What you need to do: All of the data, word for word and free of pictures, is the expected result.

Material for this task:

===

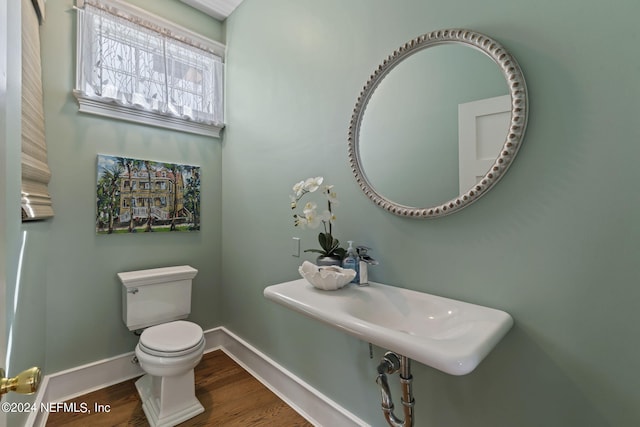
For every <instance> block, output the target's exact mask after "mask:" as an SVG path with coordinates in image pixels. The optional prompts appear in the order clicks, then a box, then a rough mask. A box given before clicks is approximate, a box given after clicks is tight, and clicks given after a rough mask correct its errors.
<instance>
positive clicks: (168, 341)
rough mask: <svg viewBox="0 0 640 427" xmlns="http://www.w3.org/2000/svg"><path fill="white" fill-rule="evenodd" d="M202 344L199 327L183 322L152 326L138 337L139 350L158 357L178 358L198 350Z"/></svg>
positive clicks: (200, 328) (187, 322) (181, 321)
mask: <svg viewBox="0 0 640 427" xmlns="http://www.w3.org/2000/svg"><path fill="white" fill-rule="evenodd" d="M203 344H204V333H203V332H202V328H201V327H200V326H199V325H196V324H195V323H192V322H187V321H185V320H176V321H173V322H169V323H163V324H160V325H156V326H152V327H150V328H147V329H145V330H144V331H143V332H142V335H140V342H139V343H138V345H139V347H140V350H141V351H143V352H145V353H147V354H150V355H153V356H159V357H178V356H184V355H185V354H189V353H191V352H193V351H194V350H198V349H199V348H200V347H201V346H202V345H203Z"/></svg>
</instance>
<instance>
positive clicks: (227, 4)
mask: <svg viewBox="0 0 640 427" xmlns="http://www.w3.org/2000/svg"><path fill="white" fill-rule="evenodd" d="M180 1H181V2H182V3H185V4H188V5H189V6H191V7H193V8H196V9H198V10H199V11H201V12H204V13H206V14H207V15H209V16H211V17H213V18H215V19H217V20H219V21H224V20H225V19H226V18H227V16H229V15H231V12H233V11H234V10H235V8H236V7H238V5H239V4H240V3H242V0H180Z"/></svg>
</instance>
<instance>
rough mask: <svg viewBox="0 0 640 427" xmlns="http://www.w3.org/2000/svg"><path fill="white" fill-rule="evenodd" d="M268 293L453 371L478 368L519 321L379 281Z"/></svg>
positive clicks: (274, 300) (347, 332)
mask: <svg viewBox="0 0 640 427" xmlns="http://www.w3.org/2000/svg"><path fill="white" fill-rule="evenodd" d="M264 296H265V297H266V298H267V299H270V300H272V301H275V302H277V303H278V304H282V305H283V306H285V307H288V308H290V309H292V310H295V311H298V312H300V313H302V314H304V315H306V316H308V317H311V318H313V319H317V320H319V321H321V322H324V323H326V324H328V325H331V326H333V327H336V328H338V329H340V330H342V331H344V332H346V333H348V334H350V335H353V336H355V337H357V338H360V339H362V340H363V341H367V342H370V343H372V344H375V345H377V346H379V347H382V348H385V349H387V350H391V351H394V352H396V353H398V354H401V355H403V356H406V357H408V358H410V359H413V360H415V361H417V362H420V363H423V364H425V365H429V366H431V367H434V368H436V369H439V370H441V371H443V372H446V373H448V374H452V375H465V374H468V373H469V372H471V371H473V370H474V369H475V368H476V366H478V364H479V363H480V362H481V361H482V359H484V358H485V356H486V355H487V354H489V352H490V351H491V350H492V349H493V347H495V345H496V344H497V343H498V342H499V341H500V340H501V339H502V337H503V336H504V335H505V334H506V333H507V332H508V331H509V329H510V328H511V326H512V325H513V319H512V318H511V316H510V315H509V314H508V313H505V312H504V311H500V310H496V309H493V308H488V307H483V306H480V305H475V304H470V303H466V302H462V301H457V300H453V299H449V298H443V297H439V296H435V295H430V294H427V293H423V292H417V291H412V290H409V289H403V288H396V287H393V286H387V285H382V284H379V283H370V284H369V286H363V287H358V286H355V285H347V286H346V287H344V288H342V289H339V290H336V291H322V290H318V289H316V288H314V287H313V286H311V285H310V284H309V283H308V282H307V281H306V280H304V279H299V280H294V281H291V282H287V283H281V284H278V285H273V286H269V287H267V288H266V289H265V290H264Z"/></svg>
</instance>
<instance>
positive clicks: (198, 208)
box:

===

Written solution:
For every <instance> block, output the target's exact mask after "mask:" as an SVG path with coordinates in image pixels. The optional prompts appear in the order clicks, then a box, then a rough mask. A box given before clicks is approximate, a box given after clicks is tight, and clicks given after a rough mask correct its errors.
<instance>
positive clicks: (168, 341)
rough mask: <svg viewBox="0 0 640 427" xmlns="http://www.w3.org/2000/svg"><path fill="white" fill-rule="evenodd" d="M202 344L199 327L183 322L152 326L138 337L139 350L158 357L178 358L198 350Z"/></svg>
positive clicks: (200, 328) (187, 322) (181, 321)
mask: <svg viewBox="0 0 640 427" xmlns="http://www.w3.org/2000/svg"><path fill="white" fill-rule="evenodd" d="M203 344H204V333H203V332H202V328H201V327H200V326H199V325H196V324H195V323H192V322H187V321H185V320H176V321H173V322H169V323H163V324H160V325H156V326H152V327H150V328H147V329H145V330H144V331H143V332H142V335H140V342H139V343H138V345H139V347H140V350H141V351H143V352H145V353H147V354H150V355H153V356H159V357H178V356H184V355H185V354H189V353H191V352H193V351H194V350H198V349H199V348H200V347H201V346H202V345H203Z"/></svg>
</instance>
<instance>
positive clicks: (227, 4)
mask: <svg viewBox="0 0 640 427" xmlns="http://www.w3.org/2000/svg"><path fill="white" fill-rule="evenodd" d="M180 1H181V2H182V3H185V4H188V5H189V6H191V7H193V8H196V9H198V10H199V11H201V12H204V13H206V14H207V15H209V16H211V17H213V18H215V19H217V20H219V21H224V20H225V19H226V18H227V16H229V15H231V12H233V11H234V10H235V8H236V7H238V5H239V4H240V3H242V0H180Z"/></svg>
</instance>
<instance>
rough mask: <svg viewBox="0 0 640 427" xmlns="http://www.w3.org/2000/svg"><path fill="white" fill-rule="evenodd" d="M268 293L453 371L478 368L519 321L379 281Z"/></svg>
positive clicks: (274, 300) (347, 332)
mask: <svg viewBox="0 0 640 427" xmlns="http://www.w3.org/2000/svg"><path fill="white" fill-rule="evenodd" d="M264 296H265V297H266V298H267V299H270V300H272V301H275V302H277V303H278V304H282V305H283V306H285V307H288V308H290V309H292V310H295V311H298V312H300V313H302V314H304V315H306V316H308V317H311V318H313V319H317V320H319V321H321V322H324V323H326V324H328V325H331V326H333V327H336V328H338V329H340V330H342V331H344V332H346V333H348V334H350V335H353V336H355V337H357V338H360V339H362V340H363V341H367V342H370V343H372V344H375V345H377V346H379V347H382V348H385V349H387V350H391V351H394V352H396V353H398V354H401V355H403V356H406V357H408V358H410V359H413V360H415V361H417V362H420V363H423V364H425V365H429V366H431V367H434V368H436V369H439V370H441V371H443V372H446V373H448V374H452V375H465V374H468V373H469V372H471V371H473V370H474V369H475V368H476V366H478V364H479V363H480V362H481V361H482V359H484V358H485V356H486V355H487V354H489V352H490V351H491V350H492V349H493V347H495V345H496V344H497V343H498V342H499V341H500V340H501V339H502V337H503V336H504V335H505V334H506V333H507V332H508V331H509V329H510V328H511V326H512V325H513V319H512V318H511V316H510V315H509V314H508V313H505V312H504V311H500V310H496V309H493V308H488V307H483V306H480V305H475V304H470V303H466V302H462V301H457V300H453V299H449V298H443V297H439V296H435V295H430V294H427V293H423V292H417V291H412V290H409V289H403V288H396V287H393V286H387V285H382V284H379V283H370V284H369V286H363V287H358V286H355V285H347V286H346V287H344V288H342V289H339V290H336V291H322V290H318V289H316V288H314V287H313V286H311V285H310V284H309V283H308V282H307V281H306V280H304V279H299V280H294V281H291V282H287V283H281V284H278V285H273V286H269V287H267V288H266V289H265V290H264Z"/></svg>
</instance>
<instance>
positive clicks: (198, 208)
box:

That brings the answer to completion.